TEXT EXCERPT
= = =

# Re: The Tyco chassis' from Mattel



## Car-guy

*Re: The Tyco chassis' from Mattel*

Just noticed my in my email from them that they will be shipped by 2/28/09.

Has anyone received their order yet?


----------



## H.O. racer

I got mine a few days after ordering. Your's must be on back order.


----------



## HadaSlot

As I remember mine rather quick. About a week. That was during the Christmas shipping period. Way better than most ebay sellers anyway. I was surprised.


----------



## Car-guy

Guess so, I odered them at the end of December.


----------



## HadaSlot

They still are oneline so I just ordered 4 more. 2/21/09. I want more also. Let's see.


----------



## GoodwrenchIntim

They are on back order till the end of the month


----------



## rudykizuty

Not sure I've caught on......is this about the $2.98 chassis from the Mattel web site?


----------



## HadaSlot

Yes, and shipping is very fair. All four plus shipping is under 15 bucks to my house.


----------



## Car-guy

rudykizuty said:


> Not sure I've caught on......is this about the $2.98 chassis from the Mattel web site?



Yes, these are the 1's i'm talking about.


----------



## moondoggy

dang.... just found out about this... and back ordered 2!
thanks guys!


----------



## GoodwrenchIntim

The following items are on back order until the expected date listed below.
ER Nascar Chassis. (8 + 6 $2.98 $0.00 $17.88 3/30/2009

They are on backorder till end of NEXT month


----------



## tjettim

The Mattel chassis that I have gotten lately are showing
signs that the molds are worn out.One of the traction magnet
retaining rails is real crooked.


----------



## GoodwrenchIntim

tjettim said:


> The Mattel chassis that I have gotten lately are showing
> signs that the molds are worn out.One of the traction magnet
> retaining rails is real crooked.


And your complaining about a $3 chassis??? The rest of the parts are worth more then $3


----------



## slotnewbie69

could someone post a link?i can not seem to find them on the mattell site,thanks


----------



## GoodwrenchIntim

https://store.mattel.com/CatalogBrowser.aspx?cmd=local&cat=139&sec=9225


----------



## slotnewbie69

still can't find the chassis...grrrr not a great site,with no search function...

= = =

GIVEN DATA
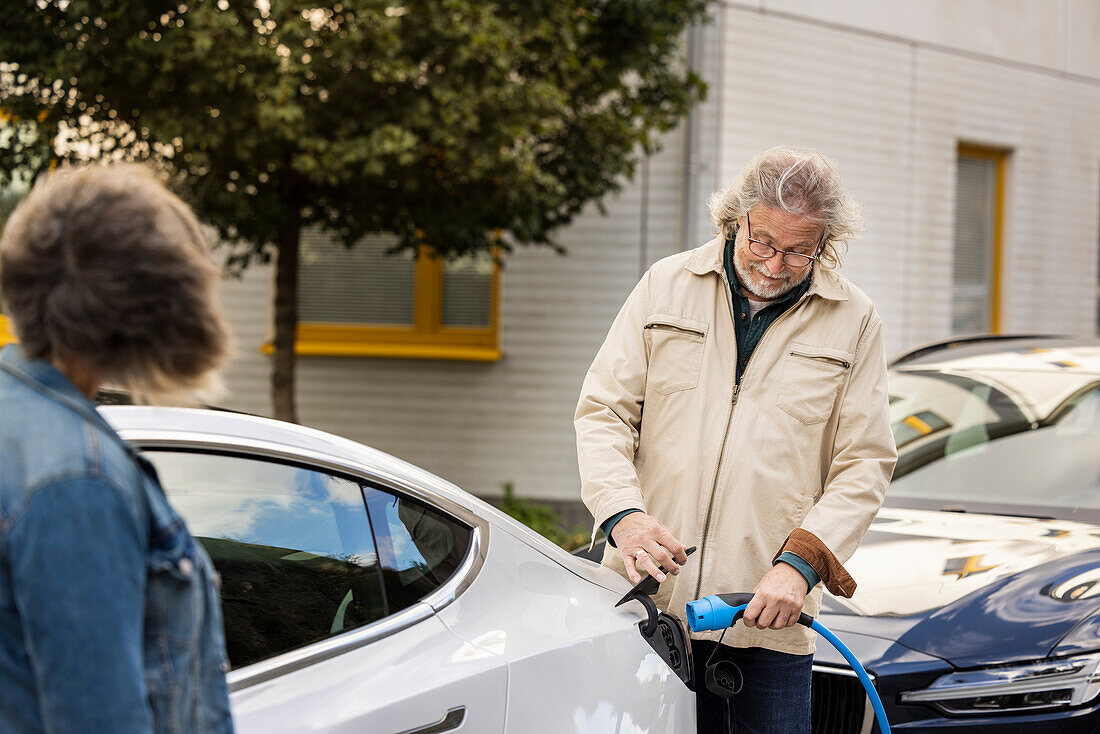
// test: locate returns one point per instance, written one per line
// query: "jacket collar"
(707, 259)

= = =

TASK DESCRIPTION
Carry the forum thread about the Mattel Tyco chassis forward from its last post. The listing comes from a source separate from the forum thread about the Mattel Tyco chassis.

WRITTEN ANSWER
----------



## GoodwrenchIntim

the link I posted should take you directly to the chassis after you pick your country, goto electric & battery racing, then 95312 - Hot Wheels® Electric Racing Dayton 500


----------



## slotnewbie69

i am quite simply having no luck whatsoever with their site.if they can't get it together enough to do a good website,i am not going to waste my time trying to find their products.thanks for the help anyway!


----------



## H.O. racer

I tried the link posted, entered my country, and it took me rigt to them. No problem with the link. Also, you might want to check out the threads; Outstanding Mattel Service (Slot Car General Discussion)& Epay...Good Grief.. (Slot Car Box Stock & Collecting).


----------



## slotnewbie69

okay,finally the link worked.i do not understand why the page didn't come up the first dozen times,but whatever,i found the chassis!good deal,3.27 CAD.are they close to the quality of the tycos?


----------



## jmcafx

Awesome deal! Thanks!


----------



## H.O. racer

The web site may have been overloaded at the time time you tried it. Happens when too many hits occure at one/same time.


----------



## slotnewbie69

must be it,had a hell of a time...how are the mattell chassis?if they are as good as the tycos i may back order some...


----------



## HadaSlot

Now they are really back-ordered after this post. Great deal nonetheless. If they need new tires or whatever, they are cool wide pans.


----------



## GoodwrenchIntim

They have been on back order since december


----------



## slotnewbie69

wow...are they wide pan?


----------



## GoodwrenchIntim

slotnewbie69 said:


> wow...are they wide pan?


yes..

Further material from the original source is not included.